**** Trecho do documento
Percebendo que "a natureza diminuta das partes" tornavam-lhe mais difícil o trabalho, ele resolve fazer sua criatura "com mais ou menos 2,5 metros de altura e todas as partes proporcionalmente grandes". À medida em que trabalha, permite-se sonhar que "uma nova espécie me abençoará como sua fonte e criador, muitas naturezas felizes deverão sua existência a mim".
Mas quando se abre "o olho morto e amarelado" de sua criatura, o criador cai do alto de sua autonomia, como artífice supremo, até o terror de um simples filho do barro. Foge, então, à responsabilidade e põe em movimento a série de episódios que o levarão a seu sacrifício no Ártico, um final justo para um homem que nunca atingiu o sentido pleno da existência de outro.
O romance de Mary Shelley é assombrado, também, pela figura demoníaca do Velho Marinheiro de Coleridge, uma das maiores versões romântica de um "eu" isolado pela própria, exarcebada autoconsciência. O Marinheiro de Coleridge pertence à linhagem de Caim, e a ironia do destino do dr. Frankenstein é que ele também é um Caim, assassinando involuntariamente aos que ama, por intermédio de sua criatura.
Se nos distanciarmos um pouco do romance, para enxergar melhor sua forma arquetípica, o que veremos é a busca empreendida por uma consciência devastada e solitária: primeiro por consolo, depois por vingança e finalmente por uma autodestruição apocalíptica, capaz de levar consigo o seu criador. O tema principal do romance, então, é um contrapeso necessário ao impulso prometéico, que exalta sempre a consciência, a qualquer custo. Frankenstein rompe a barreira que separa o homem de Deus e cria, aparentemente, a vida; mas ao fazê-lo, não faz mais do que criar uma morte em vida.
O desalento profundo, que chega a ser endêmico no romance, é fundamental Ó mitologia romântica da identidade, pois todos os terrores do romantismo são doenças do excesso de consciência, do eu incapaz de sustentar o eu. Foi Kierkegaard quem escreveu que o desespero de Satã é absoluto, porque Satã, que é puro espírito, é pura consciência, e para ele (como para qualquer um na mesma condição) cada aumento na consciência é um aumento no desespero. A criatura desesperada do dr. Frankenstein sofre os tormentos de uma consciência tal que, para ela, cada novo pensamento é uma nova aflição.
********
**** Dados extraídos
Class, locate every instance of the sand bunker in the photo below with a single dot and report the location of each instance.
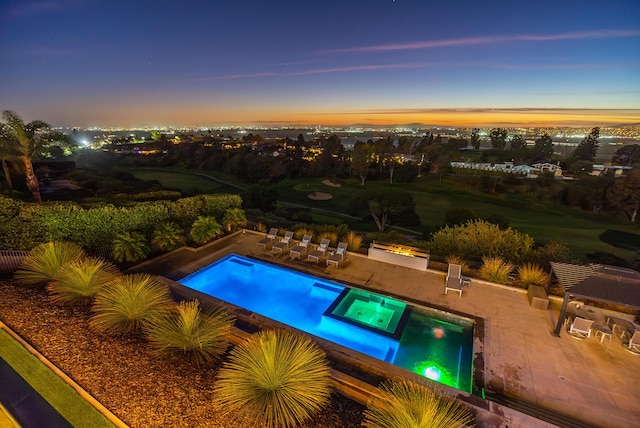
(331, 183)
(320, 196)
********
**** Dados extraídos
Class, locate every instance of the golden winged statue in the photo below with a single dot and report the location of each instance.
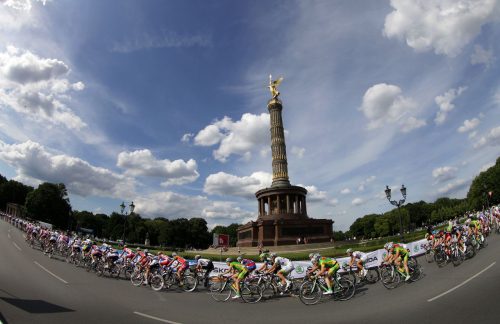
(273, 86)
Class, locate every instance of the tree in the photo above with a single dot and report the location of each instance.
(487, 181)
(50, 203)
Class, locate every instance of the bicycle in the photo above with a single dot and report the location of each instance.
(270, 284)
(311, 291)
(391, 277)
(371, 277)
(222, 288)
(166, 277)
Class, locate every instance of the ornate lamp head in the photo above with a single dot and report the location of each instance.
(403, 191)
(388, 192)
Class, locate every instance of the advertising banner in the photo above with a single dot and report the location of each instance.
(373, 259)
********
**** Dados extraídos
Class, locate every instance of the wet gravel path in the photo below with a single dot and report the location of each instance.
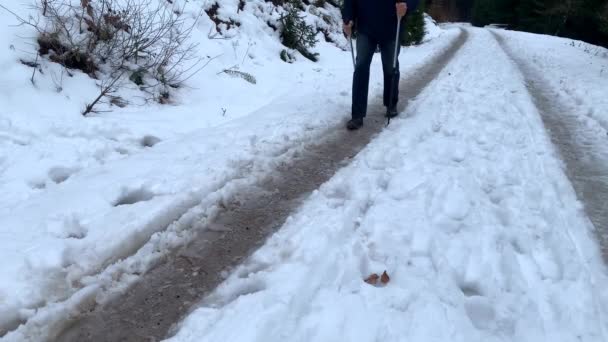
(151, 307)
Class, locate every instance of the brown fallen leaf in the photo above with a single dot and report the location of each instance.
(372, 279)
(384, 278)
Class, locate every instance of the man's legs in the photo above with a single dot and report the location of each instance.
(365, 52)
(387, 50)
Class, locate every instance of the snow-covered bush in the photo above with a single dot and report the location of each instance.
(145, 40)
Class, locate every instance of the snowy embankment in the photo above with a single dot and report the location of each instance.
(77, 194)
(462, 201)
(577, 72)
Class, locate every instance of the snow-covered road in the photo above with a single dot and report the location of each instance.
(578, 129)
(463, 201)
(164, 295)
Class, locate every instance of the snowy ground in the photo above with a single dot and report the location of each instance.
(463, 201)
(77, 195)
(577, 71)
********
# [Instruções da tarefa]
1. De acordo com o trecho do documento, qual altura o criador decide dar à sua criatura?
2. Transcreva do trecho do documento a parte entre "O romance de" e "de sua criatura.", inclusive.
3. Diga se cada afirmação abaixo está de acordo com o trecho do documento e cite as palavras dele que decidem a resposta. (a) O Marinheiro de Coleridge pertence à linhagem de Caim. (b) Para Kierkegaard, o desespero de Satã é relativo. (c) Quando a criatura abre o olho, o criador assume a responsabilidade por ela.

# [Respostas do exercício]
1. Mais ou menos 2,5 metros de altura.

2.
O romance de Mary Shelley é assombrado, também, pela figura demoníaca do Velho Marinheiro de Coleridge, uma das maiores versões romântica de um "eu" isolado pela própria, exarcebada autoconsciência. O Marinheiro de Coleridge pertence à linhagem de Caim, e a ironia do destino do dr. Frankenstein é que ele também é um Caim, assassinando involuntariamente aos que ama, por intermédio de sua criatura.

3.
(a) Sim: "O Marinheiro de Coleridge pertence à linhagem de Caim".
(b) Não: "o desespero de Satã é absoluto".
(c) Não: "Foge, então, à responsabilidade".